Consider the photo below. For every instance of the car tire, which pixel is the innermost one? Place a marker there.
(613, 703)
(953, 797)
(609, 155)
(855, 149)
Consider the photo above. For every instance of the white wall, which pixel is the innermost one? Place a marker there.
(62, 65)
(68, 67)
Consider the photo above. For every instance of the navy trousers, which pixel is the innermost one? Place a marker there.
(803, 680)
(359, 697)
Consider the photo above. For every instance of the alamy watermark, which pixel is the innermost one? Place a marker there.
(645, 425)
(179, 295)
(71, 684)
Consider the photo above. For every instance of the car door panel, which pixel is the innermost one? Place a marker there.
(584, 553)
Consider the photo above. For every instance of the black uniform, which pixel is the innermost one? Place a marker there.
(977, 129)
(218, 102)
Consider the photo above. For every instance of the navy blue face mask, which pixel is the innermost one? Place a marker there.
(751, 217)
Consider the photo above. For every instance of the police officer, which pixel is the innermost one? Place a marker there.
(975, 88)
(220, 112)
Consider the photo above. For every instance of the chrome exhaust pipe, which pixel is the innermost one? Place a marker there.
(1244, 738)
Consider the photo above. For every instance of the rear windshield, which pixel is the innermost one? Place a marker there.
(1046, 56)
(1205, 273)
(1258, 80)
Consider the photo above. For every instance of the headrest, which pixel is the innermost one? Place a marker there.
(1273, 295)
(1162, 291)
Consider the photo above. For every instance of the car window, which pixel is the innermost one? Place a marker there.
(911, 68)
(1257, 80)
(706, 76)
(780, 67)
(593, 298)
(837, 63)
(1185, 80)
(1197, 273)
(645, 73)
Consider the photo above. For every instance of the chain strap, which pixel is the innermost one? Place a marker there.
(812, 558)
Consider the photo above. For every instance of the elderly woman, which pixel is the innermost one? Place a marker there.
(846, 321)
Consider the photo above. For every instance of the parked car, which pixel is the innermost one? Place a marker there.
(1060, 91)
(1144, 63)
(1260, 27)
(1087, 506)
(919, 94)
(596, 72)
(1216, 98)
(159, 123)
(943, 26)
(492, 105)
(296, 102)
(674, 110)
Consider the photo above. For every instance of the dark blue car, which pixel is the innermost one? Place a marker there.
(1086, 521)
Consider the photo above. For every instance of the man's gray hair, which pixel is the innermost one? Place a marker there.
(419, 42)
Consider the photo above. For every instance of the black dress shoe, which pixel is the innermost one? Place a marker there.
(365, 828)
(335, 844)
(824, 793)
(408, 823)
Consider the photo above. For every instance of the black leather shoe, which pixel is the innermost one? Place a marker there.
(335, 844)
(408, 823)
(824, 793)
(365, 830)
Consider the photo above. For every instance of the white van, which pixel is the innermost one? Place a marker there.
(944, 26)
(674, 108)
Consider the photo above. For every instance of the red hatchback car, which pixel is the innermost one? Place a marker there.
+---+
Your response should consist of the data above, duplicated exactly.

Consider the photo below. For every instance of the car tire, which pixel is the innermost one? Place a marker there.
(613, 703)
(953, 797)
(609, 155)
(855, 149)
Consider the photo above. For every instance of the white wall, which pixel is the innermost one? Place a marker there.
(62, 65)
(68, 67)
Consider the photo above. For every instance of the navy trousers, which pixel is the innermost one? Place a marker there.
(803, 680)
(359, 697)
Consider the photo above. For every instance of the alamy watermark, which pixel is the innermost one? Place a marker there.
(645, 425)
(179, 295)
(71, 684)
Consider the photo above. For every instance of the car door panel, which pixel is the innermost one? Place a marker there.
(584, 553)
Consider the photo above. For every instance of the black uniform, which pixel is the innermost one? Place a marker there.
(977, 129)
(218, 102)
Consider the photo above. For every instance of the navy blue face mask, which pixel is the innermost one? Place a marker there.
(751, 217)
Consider the photo above. For every instance of the police officer, which pixel is the innermost one? Place a marker there.
(975, 88)
(220, 112)
Consider the photo above. For every instance of the chrome exhaust pipe, which pixel is the innermost one? Place a marker there.
(1244, 738)
Consider the photo above. For every instance of the rear windshield, which pixel is the innermost one? Place a marker there.
(1046, 56)
(1205, 273)
(1258, 80)
Consider the photo above. For every instance of the headrest, which pixel is the innermost one? Place a marker there.
(1273, 295)
(1162, 291)
Consider the photo above. For every instance of the car window, which pixel is the innermost one? Place a marker there.
(911, 68)
(1257, 80)
(706, 76)
(780, 67)
(593, 298)
(837, 63)
(1185, 80)
(1197, 273)
(645, 73)
Consider the photo above. For every instance of the chain strap, which pixel is the innermost one? Place a marker there.
(812, 558)
Consider the photo above. For every instance of the elderly woman, which pixel is the innermost one? Place a marker there.
(846, 321)
Consider the photo above. For every instance of the parked car, which pixel is the innermost one? Place a marker there.
(1060, 91)
(1144, 63)
(1260, 27)
(1087, 506)
(919, 94)
(596, 72)
(1216, 98)
(159, 123)
(943, 26)
(492, 105)
(296, 102)
(674, 110)
Consider the photo above. For every instance of the dark blue car, which pixel is the innermost one? Place a marker there.
(1086, 521)
Consider the photo above. For every instance of the man's gray hair, which pixel is the innermost one? Place a marker there.
(419, 42)
Consider the photo above. For every instance of the black dress shoe, which pixel is the innermost one? Place a marker there.
(365, 828)
(335, 844)
(824, 793)
(408, 823)
Consider the photo above. For every instance of the black leather shoe, which pixel is the innermost one? Place a marker there.
(335, 844)
(408, 823)
(824, 793)
(365, 830)
Consider the photo above. For every instance of the white van, which pixel is the innermost one? Place a marker there.
(944, 26)
(674, 108)
Consider the photo above. For every instance of the red hatchback car, which pixel is the innermost one? Place a marker there.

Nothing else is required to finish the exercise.